◆ Excerpt to read:
# # # # #

The statistical analysis software IBM SPSS (Statistical Package for the Social Sciences), v24 was used to produce descriptive statistics. Associations between retinal sensitivity and lesions of RVO were investigated using the R software environment (The R Foundation for Statistical Computing, Vienna, Austria, version 3.4.3). Mixed-effects linear regression models were fitted to estimate associations between retinal sensitivity (function) and RVO lesions (structure), including the presence/absence of retinal ischemia, retinal hemorrhage, IRF, SRF, and the integrity of the ELM and IS/OS layer. All analyses were of complete cases (at the point level); points where imaging measurements were taken but ungradable points were included. A random effect term was used to represent the variation in retinal sensitivity among included patients and fixed effects were used for structural parameters. This model included all baseline measurements for both affected and fellow eyes (a maximum of 162 points for each patient, 81 points from each eye). Lesion status was determined at the point level (rather than at the eye level). Fellow eyes contributed points with no lesions; affected eyes contributed with a mixture of points, some with lesions, some without them, with the proportion of points affected varying among lesion types (i.e., each point in an RVO eye would be classified as affected or unaffected and, if affected, whether there was hemorrhage, ischemia, SRF, IRF, etc., on it). Points within the same patient were not treated as independent observations; correlations within eyes were expected because points were close together; correlations between eyes were also expected because each patient was likely to have a given aptitude for the microperimetry testing. These dependencies were modelled using a single patient-level random effect that allowed patients to differ in their retinal sensitivity. Simultaneously, the effect of interest—the average difference in sensitivity across all eyes between points with lesions and those without lesions—was estimated in the fixed effects part of the model. Therefore, the reported coefficients denote the difference in sensitivity between points with lesions and those without lesions, accounting for differences among patients in test aptitude and for the different retinal regions sampled, with a large number of normal points provided by fellow eyes.

# # # # #

◆ Dataset excerpts:
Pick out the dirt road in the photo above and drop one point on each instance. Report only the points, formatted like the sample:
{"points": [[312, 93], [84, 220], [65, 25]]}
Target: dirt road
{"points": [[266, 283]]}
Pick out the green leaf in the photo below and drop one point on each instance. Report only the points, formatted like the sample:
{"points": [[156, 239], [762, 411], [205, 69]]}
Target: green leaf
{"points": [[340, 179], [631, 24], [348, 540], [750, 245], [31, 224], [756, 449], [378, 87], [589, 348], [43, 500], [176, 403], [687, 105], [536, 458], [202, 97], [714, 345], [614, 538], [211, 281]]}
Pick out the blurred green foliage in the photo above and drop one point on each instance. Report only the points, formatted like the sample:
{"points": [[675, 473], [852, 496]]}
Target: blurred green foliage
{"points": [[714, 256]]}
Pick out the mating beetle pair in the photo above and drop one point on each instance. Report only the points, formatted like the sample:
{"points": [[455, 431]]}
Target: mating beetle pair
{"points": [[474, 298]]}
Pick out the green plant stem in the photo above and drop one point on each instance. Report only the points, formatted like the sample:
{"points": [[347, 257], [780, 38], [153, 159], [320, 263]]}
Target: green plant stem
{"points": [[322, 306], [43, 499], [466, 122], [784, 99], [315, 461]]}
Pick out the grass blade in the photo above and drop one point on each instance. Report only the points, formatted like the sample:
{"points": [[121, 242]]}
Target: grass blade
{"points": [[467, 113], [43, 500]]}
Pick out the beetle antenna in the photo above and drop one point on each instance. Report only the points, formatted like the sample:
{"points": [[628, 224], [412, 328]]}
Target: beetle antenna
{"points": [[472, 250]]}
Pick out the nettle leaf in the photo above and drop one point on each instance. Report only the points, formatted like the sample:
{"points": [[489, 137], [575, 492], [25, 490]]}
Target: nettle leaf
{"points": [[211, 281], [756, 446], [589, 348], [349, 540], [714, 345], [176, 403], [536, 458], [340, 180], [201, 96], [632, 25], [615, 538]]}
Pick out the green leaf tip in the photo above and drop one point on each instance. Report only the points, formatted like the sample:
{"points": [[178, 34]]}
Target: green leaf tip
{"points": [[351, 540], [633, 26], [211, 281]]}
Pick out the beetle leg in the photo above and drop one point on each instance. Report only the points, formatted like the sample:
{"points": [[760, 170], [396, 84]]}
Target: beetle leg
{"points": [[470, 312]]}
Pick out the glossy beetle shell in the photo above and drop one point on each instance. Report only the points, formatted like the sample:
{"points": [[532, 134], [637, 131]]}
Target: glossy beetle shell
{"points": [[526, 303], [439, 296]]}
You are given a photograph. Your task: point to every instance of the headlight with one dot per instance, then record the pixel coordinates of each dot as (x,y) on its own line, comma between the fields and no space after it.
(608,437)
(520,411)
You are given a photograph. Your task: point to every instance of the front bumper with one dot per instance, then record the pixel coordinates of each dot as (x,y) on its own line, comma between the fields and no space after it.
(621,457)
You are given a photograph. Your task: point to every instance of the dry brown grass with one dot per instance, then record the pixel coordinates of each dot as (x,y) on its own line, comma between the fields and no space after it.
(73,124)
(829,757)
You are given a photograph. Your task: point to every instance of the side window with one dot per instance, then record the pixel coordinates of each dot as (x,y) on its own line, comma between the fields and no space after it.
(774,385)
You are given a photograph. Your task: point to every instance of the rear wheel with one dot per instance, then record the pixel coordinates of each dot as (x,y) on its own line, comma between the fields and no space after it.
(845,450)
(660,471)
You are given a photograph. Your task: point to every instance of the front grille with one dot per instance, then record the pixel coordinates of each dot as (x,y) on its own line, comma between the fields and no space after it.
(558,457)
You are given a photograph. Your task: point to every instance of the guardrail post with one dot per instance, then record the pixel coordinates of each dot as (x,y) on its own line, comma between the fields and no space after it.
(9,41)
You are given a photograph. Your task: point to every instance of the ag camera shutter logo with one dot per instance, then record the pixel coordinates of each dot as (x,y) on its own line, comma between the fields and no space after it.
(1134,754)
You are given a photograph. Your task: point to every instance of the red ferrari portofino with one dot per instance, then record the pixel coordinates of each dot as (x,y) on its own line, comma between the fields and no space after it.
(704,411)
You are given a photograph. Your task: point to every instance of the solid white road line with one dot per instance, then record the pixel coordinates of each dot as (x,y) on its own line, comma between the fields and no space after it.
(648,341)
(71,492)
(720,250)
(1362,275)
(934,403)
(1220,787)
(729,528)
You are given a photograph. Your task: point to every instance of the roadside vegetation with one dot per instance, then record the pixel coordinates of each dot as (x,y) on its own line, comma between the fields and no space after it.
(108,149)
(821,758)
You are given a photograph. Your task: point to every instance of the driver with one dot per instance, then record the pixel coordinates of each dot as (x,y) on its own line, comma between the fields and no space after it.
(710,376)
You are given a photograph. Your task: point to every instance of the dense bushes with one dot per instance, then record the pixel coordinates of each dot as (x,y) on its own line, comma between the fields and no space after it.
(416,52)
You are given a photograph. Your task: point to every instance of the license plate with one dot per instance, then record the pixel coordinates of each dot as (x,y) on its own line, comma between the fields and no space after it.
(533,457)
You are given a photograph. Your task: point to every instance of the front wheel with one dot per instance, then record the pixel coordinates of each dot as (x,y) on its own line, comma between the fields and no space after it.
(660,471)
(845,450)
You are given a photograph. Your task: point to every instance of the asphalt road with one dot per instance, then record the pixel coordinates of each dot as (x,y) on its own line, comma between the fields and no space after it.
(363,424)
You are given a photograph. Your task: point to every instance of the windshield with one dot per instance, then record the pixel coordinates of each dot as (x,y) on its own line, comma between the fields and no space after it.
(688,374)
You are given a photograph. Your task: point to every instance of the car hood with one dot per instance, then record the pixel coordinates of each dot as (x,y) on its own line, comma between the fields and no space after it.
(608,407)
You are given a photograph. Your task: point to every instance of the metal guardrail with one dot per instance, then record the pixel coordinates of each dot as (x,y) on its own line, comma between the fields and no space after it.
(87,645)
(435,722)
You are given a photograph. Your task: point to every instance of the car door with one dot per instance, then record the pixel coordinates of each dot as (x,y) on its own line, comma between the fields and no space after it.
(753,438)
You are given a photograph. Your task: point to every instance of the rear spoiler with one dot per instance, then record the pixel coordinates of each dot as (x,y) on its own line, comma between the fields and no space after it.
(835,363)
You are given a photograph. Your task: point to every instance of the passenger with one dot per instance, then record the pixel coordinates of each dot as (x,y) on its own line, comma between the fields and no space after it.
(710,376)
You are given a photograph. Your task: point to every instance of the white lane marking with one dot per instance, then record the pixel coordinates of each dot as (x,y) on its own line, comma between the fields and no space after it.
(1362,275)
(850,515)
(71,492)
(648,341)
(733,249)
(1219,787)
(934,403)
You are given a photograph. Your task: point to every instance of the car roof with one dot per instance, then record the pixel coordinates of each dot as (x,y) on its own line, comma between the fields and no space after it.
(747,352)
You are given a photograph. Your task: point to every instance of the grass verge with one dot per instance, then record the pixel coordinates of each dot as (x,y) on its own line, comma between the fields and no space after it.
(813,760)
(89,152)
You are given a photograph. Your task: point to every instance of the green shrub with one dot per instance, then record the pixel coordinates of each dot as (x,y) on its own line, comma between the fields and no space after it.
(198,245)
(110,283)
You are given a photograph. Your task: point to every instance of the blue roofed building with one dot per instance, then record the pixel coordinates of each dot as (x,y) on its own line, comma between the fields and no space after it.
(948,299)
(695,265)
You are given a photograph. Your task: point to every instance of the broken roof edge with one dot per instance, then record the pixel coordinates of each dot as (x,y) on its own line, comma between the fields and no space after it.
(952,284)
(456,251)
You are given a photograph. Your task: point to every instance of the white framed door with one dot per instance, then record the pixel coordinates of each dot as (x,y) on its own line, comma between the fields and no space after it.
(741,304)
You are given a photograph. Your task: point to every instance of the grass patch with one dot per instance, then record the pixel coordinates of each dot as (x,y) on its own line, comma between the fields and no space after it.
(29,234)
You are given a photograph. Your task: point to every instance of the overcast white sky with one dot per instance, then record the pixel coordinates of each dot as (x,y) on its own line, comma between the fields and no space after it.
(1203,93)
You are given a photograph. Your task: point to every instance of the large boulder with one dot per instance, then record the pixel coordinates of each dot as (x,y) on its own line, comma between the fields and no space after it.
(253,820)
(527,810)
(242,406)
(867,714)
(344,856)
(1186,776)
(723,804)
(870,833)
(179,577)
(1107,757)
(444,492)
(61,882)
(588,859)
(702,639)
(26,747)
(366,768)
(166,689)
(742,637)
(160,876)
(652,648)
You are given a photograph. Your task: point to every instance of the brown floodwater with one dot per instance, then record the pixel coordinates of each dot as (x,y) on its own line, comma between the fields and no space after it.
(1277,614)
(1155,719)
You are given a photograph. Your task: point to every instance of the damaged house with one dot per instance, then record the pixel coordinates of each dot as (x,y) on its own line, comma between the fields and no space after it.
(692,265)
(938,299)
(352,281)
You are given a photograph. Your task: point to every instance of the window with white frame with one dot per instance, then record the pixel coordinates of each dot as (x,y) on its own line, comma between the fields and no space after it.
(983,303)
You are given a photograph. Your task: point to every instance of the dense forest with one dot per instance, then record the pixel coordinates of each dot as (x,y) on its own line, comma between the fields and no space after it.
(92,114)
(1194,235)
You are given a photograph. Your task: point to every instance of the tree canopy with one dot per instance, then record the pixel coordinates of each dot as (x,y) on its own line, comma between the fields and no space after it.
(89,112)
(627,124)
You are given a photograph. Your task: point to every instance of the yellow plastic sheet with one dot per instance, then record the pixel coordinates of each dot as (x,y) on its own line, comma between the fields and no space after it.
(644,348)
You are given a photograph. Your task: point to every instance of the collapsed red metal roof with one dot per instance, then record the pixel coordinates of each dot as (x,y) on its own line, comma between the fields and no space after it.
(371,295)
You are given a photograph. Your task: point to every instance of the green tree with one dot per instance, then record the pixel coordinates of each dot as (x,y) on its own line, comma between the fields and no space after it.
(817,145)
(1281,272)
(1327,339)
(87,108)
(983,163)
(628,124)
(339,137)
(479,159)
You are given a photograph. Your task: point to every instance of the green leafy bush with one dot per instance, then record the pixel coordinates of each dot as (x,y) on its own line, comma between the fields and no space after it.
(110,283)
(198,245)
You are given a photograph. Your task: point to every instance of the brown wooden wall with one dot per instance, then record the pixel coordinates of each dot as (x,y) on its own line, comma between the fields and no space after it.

# # # # #

◆ Activity list:
1. According to the statistical methods passage, what is the maximum number of points included for each patient in the model?
2. Extend the statistical methods passage with new prose that begins after its final sentence.
The data have no connection to the statistical methods passage.

◆ Solved problems:
1. A maximum of 162 points per patient, 81 from each eye.

2.
To quantify the relationship between retinal sensitivity and total retinal thickness as well as the thickness of the GCL-IPL, separate regressions were fitted for the subset of points in which these measurements were taken. A regression was fitted for each variable, added as a fixed effect to the previous model of retinal sensitivity at baseline. Before undertaking model fitting, thickness measures were standardized by subtracting the mean and dividing by the standard deviation (µm). Statistical significance was considered when the P was less than 0.05.
A separate analysis was conducted to evaluate the relationships between the change in retinal sensitivity from baseline to 6 months and the various RVO lesions. Only affected eyes were included. Comparisons were made at the pointwise level explicitly comparing sensitivity at the exact same location in the affected eye at baseline and the 6-month follow-up. The outcome variable (sensitivity difference) was calculated as: Affected eye at point x at baseline – affected eye at point x at the 6-month follow-up. A positive value would indicate improved sensitivity, whereas a negative value would indicate a deterioration. Statistical significance was considered when the P value was less than 0.05.